§ Text passage
>>>
How to Use X (Twitter) Analytics: A Complete Guide to Your Performance Data in 2026
Learn how to use X (Twitter) Analytics in 2026. Navigate the dashboard, understand each metric, and turn your data into better content. Free and Premium options covered.

Key takeaways
- Free users can see per-post analytics on mobile. The full analytics dashboard requires X Premium ($8/mo or higher).
- Engagement rate matters more than impressions. 500 impressions with 5% engagement beats 50,000 impressions at 0.01%. X's algorithm rewards interaction, not eyeballs.
- The median engagement rate for brands on X is 0.029%, according to Rival IQ's 2024 benchmark report. Creators typically see 1.5–3% (Growth Terminal). Know which benchmark applies to you.
- X Analytics has blind spots. No competitor data, no click-through attribution, and audience demographics were removed in 2020. Budget for third-party tools.
- Data without action is decoration. Every metric in this guide includes a "what to do" so you can turn numbers into better content.
Most X creators check their follower count and call it analytics. That's like checking the final score without watching the game: you know the result, but you have no idea why it happened.
X Analytics shows you what's working and what isn't. Which topics get people talking, when your audience is actually online, whether your posts drive clicks or just scroll past. You don't always need a Premium subscription to see it, either.
This guide covers the dashboard screen by screen and breaks down what each metric actually means. Every section includes a "what to do" so you're not just staring at numbers.
What is X (Twitter) Analytics and who has access?
X Analytics is the platform's built-in performance dashboard. It tracks post performance (impressions, engagements, link clicks), account growth (followers, profile visits), and audience behavior over time. Whether you still call it Twitter analytics (or tweet analytics), it's the same tool, just rebranded. Functionally unchanged since 2023.
Access depends on your subscription tier. X Premium at $8/month unlocks the full analytics dashboard on desktop: 28-day overviews, exportable data, audience metrics. Premium+ ($40/month) adds everything in Premium. Basic ($3/month) offers limited analytics. Free users don't get the full dashboard, but they're not completely locked out. (For a full rundown of what each tier includes, see our X rate limits and feature reference.)
How to see X Analytics without X Premium
You can see basic X analytics without X Premium by tapping the bar chart icon on any of your posts in the mobile app. This shows impressions, engagements, detail expands, link clicks, and profile visits for that individual post. You won't get the 28-day overview or account-level trends, but post-level data is enough to start spotting what works.
<<<
§ Exercise task 1
In the X Analytics guide, what is the monthly price of Premium+?
§ Exercise task 2
From the X Analytics guide, quote the passage that opens with the words containing "How to Use X (Twitter) Analytics: A" and closes with "for third-party tools.".
Rely only on the X Analytics guide for your answers.

§ Recorded data
>>>
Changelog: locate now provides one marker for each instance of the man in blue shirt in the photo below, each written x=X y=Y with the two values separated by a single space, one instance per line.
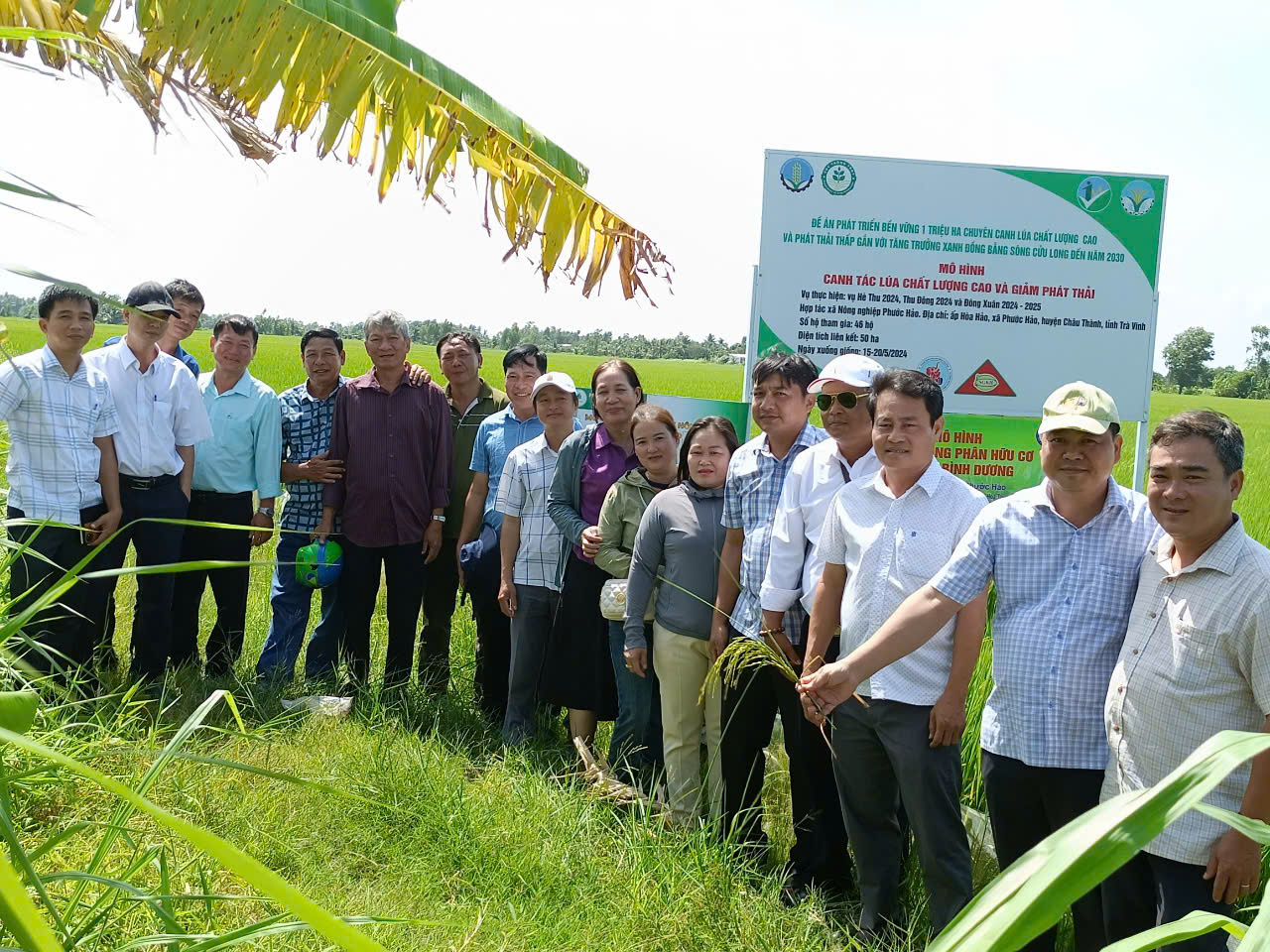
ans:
x=240 y=458
x=308 y=411
x=189 y=302
x=1065 y=558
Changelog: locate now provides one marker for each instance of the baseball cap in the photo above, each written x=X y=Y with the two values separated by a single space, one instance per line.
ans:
x=151 y=298
x=852 y=370
x=554 y=379
x=1079 y=407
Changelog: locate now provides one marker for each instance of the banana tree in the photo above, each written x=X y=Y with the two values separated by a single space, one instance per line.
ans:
x=344 y=77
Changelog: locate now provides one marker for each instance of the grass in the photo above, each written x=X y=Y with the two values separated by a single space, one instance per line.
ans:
x=483 y=849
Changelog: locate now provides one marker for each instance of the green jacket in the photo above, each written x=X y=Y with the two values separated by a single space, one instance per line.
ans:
x=619 y=521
<<<
§ Full solution 1
$40 per month.

§ Full solution 2
How to Use X (Twitter) Analytics: A Complete Guide to Your Performance Data in 2026
Learn how to use X (Twitter) Analytics in 2026. Navigate the dashboard, understand each metric, and turn your data into better content. Free and Premium options covered.

Key takeaways
- Free users can see per-post analytics on mobile. The full analytics dashboard requires X Premium ($8/mo or higher).
- Engagement rate matters more than impressions. 500 impressions with 5% engagement beats 50,000 impressions at 0.01%. X's algorithm rewards interaction, not eyeballs.
- The median engagement rate for brands on X is 0.029%, according to Rival IQ's 2024 benchmark report. Creators typically see 1.5–3% (Growth Terminal). Know which benchmark applies to you.
- X Analytics has blind spots. No competitor data, no click-through attribution, and audience demographics were removed in 2020. Budget for third-party tools.